▸ **Problem details**
Exact copies of the lines from the one with "# drop a dot on each instance of the tall" through the last line of the entries, and no pictures, make up the answer.

______________________________

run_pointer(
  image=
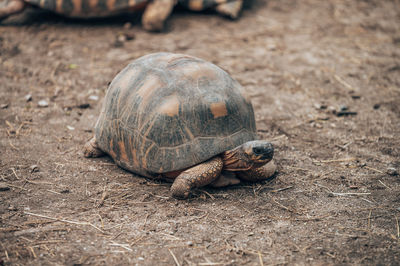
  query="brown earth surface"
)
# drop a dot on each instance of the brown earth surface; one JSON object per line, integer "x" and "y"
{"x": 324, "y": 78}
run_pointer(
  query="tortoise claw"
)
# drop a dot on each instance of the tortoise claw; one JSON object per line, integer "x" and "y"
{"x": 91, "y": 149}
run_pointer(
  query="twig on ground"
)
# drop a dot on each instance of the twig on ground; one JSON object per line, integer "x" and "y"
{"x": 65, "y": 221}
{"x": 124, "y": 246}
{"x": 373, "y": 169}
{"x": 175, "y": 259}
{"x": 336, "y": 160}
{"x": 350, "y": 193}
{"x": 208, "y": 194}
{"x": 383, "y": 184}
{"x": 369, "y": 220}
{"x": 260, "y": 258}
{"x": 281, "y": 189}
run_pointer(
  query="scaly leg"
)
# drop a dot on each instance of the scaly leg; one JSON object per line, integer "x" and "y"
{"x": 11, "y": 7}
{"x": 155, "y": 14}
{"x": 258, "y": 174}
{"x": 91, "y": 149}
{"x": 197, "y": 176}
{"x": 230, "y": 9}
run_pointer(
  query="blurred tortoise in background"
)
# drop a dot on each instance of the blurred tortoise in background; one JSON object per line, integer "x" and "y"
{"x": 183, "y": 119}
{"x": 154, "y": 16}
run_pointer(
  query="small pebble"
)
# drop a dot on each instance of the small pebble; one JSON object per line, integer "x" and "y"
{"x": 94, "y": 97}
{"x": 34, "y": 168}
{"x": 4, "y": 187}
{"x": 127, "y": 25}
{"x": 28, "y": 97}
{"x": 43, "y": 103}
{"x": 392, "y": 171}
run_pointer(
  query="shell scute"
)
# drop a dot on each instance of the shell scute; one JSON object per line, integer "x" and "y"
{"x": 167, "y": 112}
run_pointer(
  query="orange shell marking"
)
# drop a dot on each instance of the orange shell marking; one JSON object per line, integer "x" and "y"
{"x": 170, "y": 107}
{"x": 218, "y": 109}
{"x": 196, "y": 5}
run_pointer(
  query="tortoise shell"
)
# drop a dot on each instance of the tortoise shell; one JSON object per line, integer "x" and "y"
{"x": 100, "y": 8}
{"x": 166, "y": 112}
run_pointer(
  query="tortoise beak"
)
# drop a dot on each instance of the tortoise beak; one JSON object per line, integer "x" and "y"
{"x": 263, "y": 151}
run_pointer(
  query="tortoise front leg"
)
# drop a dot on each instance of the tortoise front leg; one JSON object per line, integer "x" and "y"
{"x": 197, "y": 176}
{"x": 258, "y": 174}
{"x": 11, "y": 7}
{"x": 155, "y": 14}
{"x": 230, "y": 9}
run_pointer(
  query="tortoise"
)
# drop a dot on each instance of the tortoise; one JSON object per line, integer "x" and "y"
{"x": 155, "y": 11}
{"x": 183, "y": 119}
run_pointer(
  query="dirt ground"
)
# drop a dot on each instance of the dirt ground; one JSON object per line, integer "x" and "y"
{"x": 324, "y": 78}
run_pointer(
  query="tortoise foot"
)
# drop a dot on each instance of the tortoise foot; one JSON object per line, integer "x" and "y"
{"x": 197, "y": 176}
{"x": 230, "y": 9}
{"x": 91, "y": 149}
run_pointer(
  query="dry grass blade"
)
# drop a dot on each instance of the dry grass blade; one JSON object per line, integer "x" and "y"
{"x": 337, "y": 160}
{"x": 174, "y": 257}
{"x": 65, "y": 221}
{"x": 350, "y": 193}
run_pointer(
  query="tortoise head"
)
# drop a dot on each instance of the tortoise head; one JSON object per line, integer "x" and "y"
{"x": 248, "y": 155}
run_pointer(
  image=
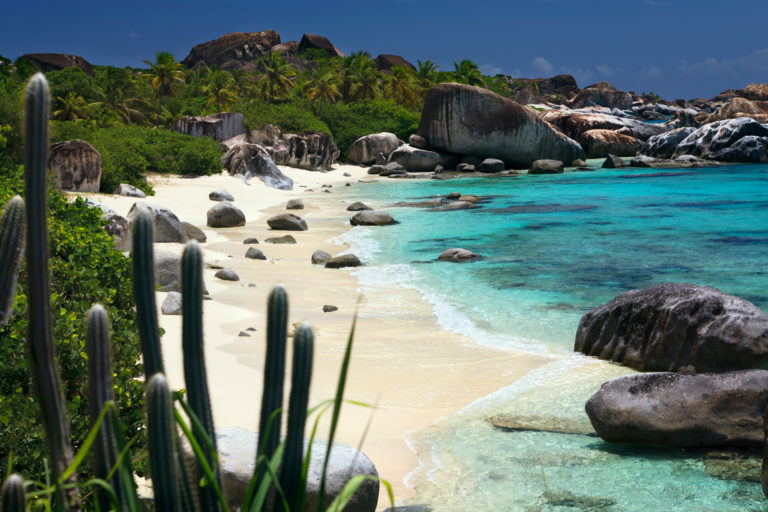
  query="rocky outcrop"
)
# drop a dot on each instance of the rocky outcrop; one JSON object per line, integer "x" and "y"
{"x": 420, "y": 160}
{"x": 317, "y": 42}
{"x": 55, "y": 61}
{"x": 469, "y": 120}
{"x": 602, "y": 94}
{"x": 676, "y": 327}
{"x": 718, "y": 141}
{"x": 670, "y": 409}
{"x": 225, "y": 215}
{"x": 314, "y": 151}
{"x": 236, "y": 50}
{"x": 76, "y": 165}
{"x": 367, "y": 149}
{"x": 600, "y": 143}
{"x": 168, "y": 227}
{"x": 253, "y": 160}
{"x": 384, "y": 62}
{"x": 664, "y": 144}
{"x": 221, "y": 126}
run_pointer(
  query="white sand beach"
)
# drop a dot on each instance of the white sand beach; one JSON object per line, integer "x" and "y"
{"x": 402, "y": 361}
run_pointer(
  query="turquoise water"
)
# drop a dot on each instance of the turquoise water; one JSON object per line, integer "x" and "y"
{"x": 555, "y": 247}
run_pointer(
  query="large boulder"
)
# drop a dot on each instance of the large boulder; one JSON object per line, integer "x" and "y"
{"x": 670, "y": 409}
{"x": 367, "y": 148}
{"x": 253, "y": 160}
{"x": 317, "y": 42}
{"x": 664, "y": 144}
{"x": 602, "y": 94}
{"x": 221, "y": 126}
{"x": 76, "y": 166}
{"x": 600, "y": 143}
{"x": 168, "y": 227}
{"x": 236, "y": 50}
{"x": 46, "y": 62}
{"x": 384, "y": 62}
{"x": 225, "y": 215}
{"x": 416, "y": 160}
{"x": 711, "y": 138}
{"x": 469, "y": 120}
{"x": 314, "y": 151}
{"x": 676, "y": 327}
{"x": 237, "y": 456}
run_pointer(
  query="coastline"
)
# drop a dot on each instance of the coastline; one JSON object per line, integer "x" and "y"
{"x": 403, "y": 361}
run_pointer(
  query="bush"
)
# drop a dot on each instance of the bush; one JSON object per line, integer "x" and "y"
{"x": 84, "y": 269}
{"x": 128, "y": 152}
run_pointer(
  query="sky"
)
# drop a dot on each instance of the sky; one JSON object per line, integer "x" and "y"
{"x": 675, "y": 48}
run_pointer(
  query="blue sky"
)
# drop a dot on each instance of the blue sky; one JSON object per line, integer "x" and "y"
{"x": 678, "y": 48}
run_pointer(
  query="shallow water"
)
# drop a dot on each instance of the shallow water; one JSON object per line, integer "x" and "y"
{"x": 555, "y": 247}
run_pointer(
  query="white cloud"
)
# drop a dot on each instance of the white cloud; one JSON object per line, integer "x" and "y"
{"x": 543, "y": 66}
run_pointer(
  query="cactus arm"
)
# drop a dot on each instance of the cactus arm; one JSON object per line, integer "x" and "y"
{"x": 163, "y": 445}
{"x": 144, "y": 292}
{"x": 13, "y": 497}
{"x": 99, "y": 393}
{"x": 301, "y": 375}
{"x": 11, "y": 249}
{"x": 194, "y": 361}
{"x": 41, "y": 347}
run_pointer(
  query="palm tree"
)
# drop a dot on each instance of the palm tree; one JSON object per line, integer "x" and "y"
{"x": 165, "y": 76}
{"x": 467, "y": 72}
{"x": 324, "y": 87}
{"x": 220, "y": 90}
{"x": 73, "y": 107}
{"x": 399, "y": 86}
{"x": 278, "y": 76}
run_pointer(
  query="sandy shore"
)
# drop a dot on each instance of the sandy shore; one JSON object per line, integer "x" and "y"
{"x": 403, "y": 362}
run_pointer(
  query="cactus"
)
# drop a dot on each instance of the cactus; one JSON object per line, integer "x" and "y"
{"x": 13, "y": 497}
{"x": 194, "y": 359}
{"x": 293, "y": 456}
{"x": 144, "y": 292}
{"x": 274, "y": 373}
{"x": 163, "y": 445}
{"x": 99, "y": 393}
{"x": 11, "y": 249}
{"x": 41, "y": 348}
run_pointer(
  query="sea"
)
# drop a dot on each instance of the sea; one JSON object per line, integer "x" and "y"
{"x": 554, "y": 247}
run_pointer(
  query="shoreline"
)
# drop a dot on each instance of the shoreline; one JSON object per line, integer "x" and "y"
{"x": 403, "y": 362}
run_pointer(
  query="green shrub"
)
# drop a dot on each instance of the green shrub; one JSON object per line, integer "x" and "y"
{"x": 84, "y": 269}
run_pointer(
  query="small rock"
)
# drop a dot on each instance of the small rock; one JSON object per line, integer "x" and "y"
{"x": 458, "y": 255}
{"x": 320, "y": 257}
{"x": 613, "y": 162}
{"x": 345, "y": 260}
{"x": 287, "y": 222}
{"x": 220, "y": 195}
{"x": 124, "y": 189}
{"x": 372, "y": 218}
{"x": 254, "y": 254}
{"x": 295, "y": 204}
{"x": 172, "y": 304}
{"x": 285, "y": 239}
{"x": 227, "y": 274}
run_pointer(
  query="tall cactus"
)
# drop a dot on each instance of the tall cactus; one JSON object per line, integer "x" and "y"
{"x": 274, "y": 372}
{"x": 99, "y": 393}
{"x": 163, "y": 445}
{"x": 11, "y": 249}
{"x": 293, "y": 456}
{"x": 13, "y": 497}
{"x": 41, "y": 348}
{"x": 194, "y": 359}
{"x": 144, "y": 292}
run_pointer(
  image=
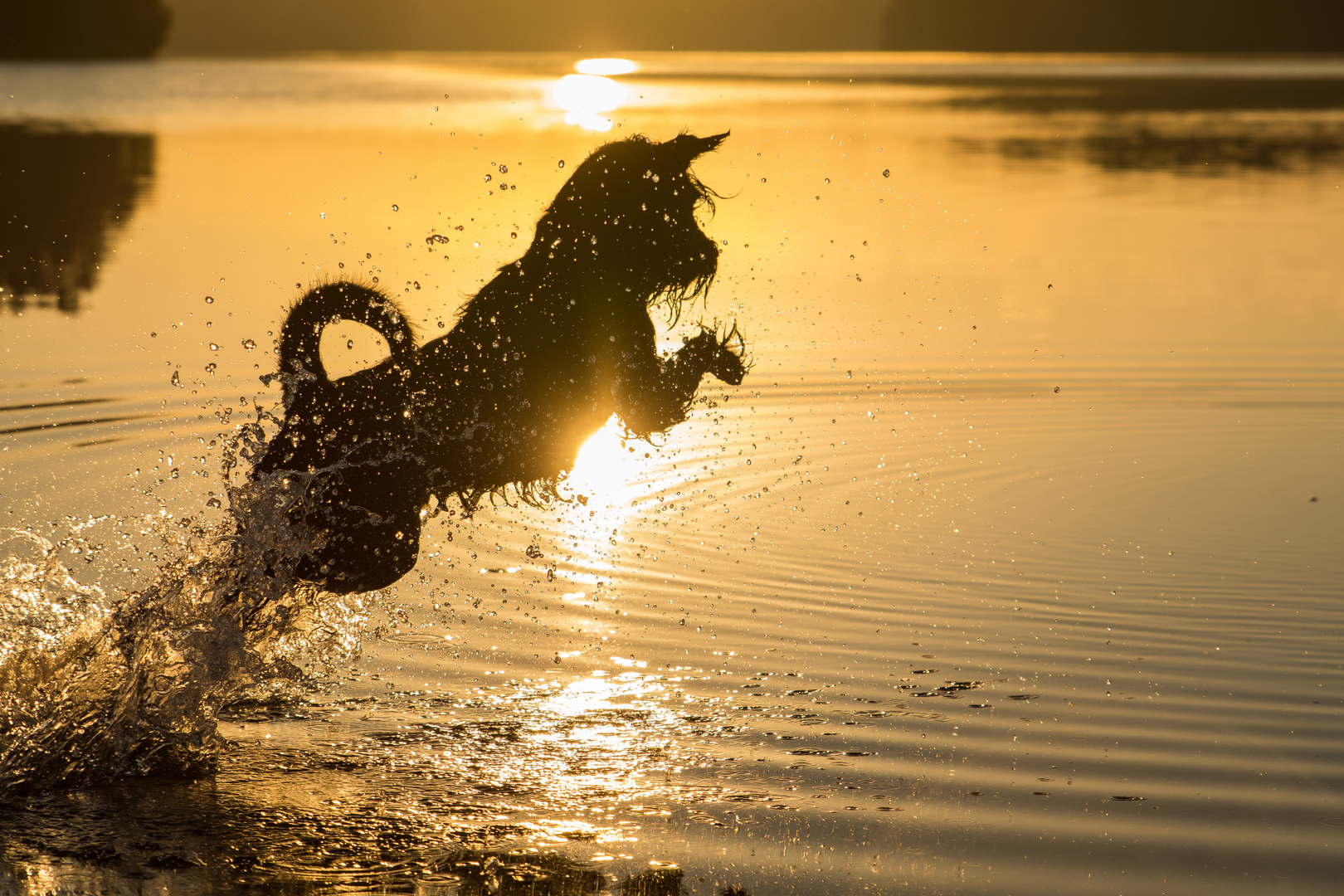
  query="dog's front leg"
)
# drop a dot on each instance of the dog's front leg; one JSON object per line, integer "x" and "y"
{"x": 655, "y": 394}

______________________________

▸ **Solution to this problem**
# drop a dot on each instance of the tall cactus; one JSON object per line, integer "x" and "y"
{"x": 274, "y": 372}
{"x": 99, "y": 393}
{"x": 163, "y": 445}
{"x": 11, "y": 249}
{"x": 293, "y": 456}
{"x": 13, "y": 497}
{"x": 41, "y": 348}
{"x": 194, "y": 359}
{"x": 144, "y": 292}
run_pointer(
  image=
  query="dog's front leg"
)
# drop a dot on each instance of the dog's front leg; one JSON object per line, integer "x" and "y"
{"x": 655, "y": 394}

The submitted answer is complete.